> [Required task] Pick out every line in the listing below that contains the word "stone" and copy each one. Case counts.

Bounding-box records:
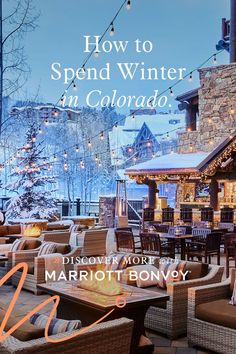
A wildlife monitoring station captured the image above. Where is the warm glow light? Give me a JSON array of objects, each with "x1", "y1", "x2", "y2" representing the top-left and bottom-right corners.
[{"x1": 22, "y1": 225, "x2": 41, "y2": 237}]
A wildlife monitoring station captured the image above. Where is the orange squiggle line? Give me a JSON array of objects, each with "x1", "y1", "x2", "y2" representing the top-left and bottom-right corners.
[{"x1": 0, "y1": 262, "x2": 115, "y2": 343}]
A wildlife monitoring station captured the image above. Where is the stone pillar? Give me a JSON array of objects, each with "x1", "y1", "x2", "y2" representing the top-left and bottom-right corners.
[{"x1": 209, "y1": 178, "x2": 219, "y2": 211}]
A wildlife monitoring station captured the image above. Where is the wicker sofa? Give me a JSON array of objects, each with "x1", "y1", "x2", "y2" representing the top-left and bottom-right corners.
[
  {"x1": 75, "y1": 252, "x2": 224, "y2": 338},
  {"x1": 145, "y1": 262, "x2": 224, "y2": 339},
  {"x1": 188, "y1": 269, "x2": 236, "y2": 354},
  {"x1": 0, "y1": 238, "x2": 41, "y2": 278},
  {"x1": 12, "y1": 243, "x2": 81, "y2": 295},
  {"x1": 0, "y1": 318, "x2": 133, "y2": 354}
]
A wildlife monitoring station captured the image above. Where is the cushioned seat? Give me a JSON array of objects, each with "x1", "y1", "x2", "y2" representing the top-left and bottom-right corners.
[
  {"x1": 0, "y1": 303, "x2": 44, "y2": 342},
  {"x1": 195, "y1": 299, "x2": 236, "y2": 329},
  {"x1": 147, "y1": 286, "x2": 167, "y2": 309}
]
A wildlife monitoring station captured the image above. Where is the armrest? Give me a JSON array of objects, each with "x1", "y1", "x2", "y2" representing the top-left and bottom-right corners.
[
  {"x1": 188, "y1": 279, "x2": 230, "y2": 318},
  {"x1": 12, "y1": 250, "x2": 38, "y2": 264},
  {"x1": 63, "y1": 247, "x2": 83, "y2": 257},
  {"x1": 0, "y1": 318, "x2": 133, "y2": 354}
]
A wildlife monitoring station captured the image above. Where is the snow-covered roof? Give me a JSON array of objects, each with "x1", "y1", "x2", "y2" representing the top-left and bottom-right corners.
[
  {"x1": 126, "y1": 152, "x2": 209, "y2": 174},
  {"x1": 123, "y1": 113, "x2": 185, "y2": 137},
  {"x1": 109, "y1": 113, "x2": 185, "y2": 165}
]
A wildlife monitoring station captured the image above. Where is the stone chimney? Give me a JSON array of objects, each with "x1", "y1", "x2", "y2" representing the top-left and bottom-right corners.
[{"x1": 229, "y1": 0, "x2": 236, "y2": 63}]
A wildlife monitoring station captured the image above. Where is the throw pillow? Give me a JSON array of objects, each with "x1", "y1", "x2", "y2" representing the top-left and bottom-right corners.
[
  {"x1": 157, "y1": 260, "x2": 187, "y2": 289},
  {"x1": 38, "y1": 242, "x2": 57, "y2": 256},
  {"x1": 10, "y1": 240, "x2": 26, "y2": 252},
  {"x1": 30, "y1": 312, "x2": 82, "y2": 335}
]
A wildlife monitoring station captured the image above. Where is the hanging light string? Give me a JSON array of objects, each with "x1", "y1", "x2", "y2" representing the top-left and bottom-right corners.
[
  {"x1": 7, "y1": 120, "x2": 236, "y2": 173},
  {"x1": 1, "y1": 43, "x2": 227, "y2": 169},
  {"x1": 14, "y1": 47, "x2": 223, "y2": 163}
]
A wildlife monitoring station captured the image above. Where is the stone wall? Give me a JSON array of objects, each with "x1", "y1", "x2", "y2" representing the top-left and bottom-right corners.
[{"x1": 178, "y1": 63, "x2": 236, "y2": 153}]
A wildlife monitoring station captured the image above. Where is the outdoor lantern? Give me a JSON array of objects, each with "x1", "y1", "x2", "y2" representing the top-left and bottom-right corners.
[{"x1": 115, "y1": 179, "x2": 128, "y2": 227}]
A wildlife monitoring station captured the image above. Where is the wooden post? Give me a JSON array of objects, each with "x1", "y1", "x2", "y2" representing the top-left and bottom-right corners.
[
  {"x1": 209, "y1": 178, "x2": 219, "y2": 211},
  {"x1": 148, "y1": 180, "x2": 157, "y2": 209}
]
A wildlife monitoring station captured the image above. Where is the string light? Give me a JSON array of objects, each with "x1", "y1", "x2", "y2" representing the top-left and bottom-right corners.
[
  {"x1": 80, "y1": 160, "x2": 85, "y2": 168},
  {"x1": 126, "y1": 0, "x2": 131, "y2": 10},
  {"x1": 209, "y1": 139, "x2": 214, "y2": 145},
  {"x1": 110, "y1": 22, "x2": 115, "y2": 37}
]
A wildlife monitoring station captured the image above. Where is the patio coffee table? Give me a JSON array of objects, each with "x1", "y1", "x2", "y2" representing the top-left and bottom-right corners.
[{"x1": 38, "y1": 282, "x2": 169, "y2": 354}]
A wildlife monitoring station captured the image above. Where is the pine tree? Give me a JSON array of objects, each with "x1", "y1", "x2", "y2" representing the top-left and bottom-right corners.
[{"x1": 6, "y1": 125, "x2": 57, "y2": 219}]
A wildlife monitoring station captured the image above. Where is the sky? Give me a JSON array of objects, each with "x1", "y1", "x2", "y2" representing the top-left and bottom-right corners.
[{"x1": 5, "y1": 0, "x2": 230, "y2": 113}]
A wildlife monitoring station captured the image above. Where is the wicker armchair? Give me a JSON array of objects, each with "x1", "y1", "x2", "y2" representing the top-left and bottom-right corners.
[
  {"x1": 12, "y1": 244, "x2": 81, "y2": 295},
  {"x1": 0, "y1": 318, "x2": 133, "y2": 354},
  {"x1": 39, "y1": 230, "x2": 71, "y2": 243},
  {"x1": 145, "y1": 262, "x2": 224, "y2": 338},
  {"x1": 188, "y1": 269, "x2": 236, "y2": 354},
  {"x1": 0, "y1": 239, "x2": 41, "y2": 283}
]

--

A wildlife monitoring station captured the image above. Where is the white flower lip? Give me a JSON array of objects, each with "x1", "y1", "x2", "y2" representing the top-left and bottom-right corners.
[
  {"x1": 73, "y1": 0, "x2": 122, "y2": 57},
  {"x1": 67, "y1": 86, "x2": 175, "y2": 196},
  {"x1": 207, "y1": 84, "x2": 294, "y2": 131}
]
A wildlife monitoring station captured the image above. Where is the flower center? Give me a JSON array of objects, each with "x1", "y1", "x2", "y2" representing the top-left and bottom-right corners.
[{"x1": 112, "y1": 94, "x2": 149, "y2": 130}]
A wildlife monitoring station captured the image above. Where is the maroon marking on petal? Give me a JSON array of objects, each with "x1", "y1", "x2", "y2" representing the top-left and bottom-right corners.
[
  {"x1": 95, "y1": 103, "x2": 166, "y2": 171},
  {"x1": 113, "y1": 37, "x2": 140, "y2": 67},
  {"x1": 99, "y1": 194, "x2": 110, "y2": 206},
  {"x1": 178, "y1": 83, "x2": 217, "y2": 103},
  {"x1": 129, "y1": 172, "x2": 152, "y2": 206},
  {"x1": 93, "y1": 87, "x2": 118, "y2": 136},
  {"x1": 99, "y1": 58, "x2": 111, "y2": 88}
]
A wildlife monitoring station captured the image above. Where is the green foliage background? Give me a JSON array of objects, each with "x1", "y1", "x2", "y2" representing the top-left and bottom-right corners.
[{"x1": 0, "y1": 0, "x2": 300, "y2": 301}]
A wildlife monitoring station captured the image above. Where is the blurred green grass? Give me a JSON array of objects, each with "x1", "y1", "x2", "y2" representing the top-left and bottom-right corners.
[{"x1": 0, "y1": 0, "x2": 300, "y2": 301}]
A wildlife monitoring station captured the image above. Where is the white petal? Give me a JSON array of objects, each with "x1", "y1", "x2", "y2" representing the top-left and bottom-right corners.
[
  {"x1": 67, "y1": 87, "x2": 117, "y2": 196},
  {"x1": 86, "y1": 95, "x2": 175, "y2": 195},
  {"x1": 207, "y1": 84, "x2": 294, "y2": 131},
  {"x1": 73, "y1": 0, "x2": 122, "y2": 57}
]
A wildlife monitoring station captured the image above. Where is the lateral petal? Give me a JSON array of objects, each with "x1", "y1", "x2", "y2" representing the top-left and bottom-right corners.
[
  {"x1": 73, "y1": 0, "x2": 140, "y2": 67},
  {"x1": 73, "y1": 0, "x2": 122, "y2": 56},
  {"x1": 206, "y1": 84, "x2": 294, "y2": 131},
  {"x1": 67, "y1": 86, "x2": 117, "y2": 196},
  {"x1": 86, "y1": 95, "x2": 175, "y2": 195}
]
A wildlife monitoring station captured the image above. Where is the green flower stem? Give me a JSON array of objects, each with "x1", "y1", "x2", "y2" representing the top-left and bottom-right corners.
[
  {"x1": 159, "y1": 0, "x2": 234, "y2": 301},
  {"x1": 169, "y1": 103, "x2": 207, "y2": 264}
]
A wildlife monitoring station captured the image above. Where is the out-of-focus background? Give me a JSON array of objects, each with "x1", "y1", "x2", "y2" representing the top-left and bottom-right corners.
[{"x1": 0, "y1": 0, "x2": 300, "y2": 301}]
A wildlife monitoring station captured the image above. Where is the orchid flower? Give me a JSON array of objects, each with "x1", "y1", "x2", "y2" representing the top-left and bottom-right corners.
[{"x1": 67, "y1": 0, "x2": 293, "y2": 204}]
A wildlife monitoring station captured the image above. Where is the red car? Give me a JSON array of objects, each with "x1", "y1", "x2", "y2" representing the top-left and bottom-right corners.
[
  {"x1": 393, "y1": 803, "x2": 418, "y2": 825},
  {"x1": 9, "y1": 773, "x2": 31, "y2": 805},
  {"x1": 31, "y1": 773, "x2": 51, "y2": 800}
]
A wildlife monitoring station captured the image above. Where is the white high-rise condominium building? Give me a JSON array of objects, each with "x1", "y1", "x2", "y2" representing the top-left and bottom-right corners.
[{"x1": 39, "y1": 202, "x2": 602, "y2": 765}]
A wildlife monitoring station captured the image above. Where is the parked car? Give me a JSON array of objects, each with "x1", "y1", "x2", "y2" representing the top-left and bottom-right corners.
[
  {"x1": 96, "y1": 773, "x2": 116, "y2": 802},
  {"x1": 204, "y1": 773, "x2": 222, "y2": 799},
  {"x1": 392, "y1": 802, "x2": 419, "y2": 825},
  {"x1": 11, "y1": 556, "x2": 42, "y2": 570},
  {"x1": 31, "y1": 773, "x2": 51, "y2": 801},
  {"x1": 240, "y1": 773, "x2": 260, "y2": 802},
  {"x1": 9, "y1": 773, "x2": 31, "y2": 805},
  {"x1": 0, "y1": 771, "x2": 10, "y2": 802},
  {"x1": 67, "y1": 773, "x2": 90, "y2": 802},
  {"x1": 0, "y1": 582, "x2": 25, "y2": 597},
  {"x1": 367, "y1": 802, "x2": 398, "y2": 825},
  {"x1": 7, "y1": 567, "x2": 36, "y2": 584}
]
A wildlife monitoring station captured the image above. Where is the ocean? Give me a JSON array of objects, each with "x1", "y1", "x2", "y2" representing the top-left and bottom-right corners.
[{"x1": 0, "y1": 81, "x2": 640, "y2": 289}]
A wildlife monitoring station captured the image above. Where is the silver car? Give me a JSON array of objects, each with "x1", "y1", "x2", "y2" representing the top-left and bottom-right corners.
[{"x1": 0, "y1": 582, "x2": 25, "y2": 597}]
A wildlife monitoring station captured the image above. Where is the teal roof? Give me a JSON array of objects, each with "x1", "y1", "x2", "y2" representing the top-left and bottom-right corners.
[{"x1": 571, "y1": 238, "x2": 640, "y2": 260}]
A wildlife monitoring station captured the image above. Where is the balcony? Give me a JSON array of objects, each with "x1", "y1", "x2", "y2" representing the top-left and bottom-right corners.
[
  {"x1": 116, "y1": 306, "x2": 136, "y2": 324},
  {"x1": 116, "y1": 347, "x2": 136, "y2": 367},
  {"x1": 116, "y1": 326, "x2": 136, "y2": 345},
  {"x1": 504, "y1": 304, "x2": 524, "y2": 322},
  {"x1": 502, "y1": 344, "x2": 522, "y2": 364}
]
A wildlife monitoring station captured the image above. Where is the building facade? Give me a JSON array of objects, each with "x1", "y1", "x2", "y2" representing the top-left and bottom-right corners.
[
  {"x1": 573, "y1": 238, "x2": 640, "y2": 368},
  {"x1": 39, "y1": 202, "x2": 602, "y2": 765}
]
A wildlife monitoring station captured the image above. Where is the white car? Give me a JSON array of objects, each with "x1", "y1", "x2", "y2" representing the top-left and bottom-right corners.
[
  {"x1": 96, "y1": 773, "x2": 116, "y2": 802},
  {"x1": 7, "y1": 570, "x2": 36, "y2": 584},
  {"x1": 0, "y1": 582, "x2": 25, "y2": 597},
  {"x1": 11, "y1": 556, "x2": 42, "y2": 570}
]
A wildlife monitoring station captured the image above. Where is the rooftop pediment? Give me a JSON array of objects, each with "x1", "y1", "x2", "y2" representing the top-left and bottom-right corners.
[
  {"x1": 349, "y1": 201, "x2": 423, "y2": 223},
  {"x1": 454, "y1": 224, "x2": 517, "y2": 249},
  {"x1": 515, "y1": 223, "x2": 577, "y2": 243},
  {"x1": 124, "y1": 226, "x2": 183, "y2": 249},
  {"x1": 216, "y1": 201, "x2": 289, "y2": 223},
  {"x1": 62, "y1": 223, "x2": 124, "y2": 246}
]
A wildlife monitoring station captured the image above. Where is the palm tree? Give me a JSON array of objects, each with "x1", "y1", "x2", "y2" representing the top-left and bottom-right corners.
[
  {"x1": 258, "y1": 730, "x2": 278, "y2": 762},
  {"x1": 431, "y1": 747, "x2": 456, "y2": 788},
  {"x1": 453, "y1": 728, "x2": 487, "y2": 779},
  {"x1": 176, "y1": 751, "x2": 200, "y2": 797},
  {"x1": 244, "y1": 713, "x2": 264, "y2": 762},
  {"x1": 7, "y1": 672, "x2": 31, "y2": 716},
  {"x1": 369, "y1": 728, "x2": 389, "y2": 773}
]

> [Answer to the exercise]
A wildlife monitoring station captured the image above. Where is the stone pillar? Give me a JSON array of objects, each with "x1", "y1", "x2", "y2" representing the top-left and bottom-right corners.
A wildlife monitoring station captured the image above. Where is the stone chimney? Give me a JSON array of objects, each with "x1", "y1", "x2", "y2" representing the top-left and bottom-right corners.
A wildlife monitoring station captured the image above. Where is the stone wall? Give me a JSON array of objects, each with "x1", "y1", "x2", "y2" representing the top-left and bottom-right corners.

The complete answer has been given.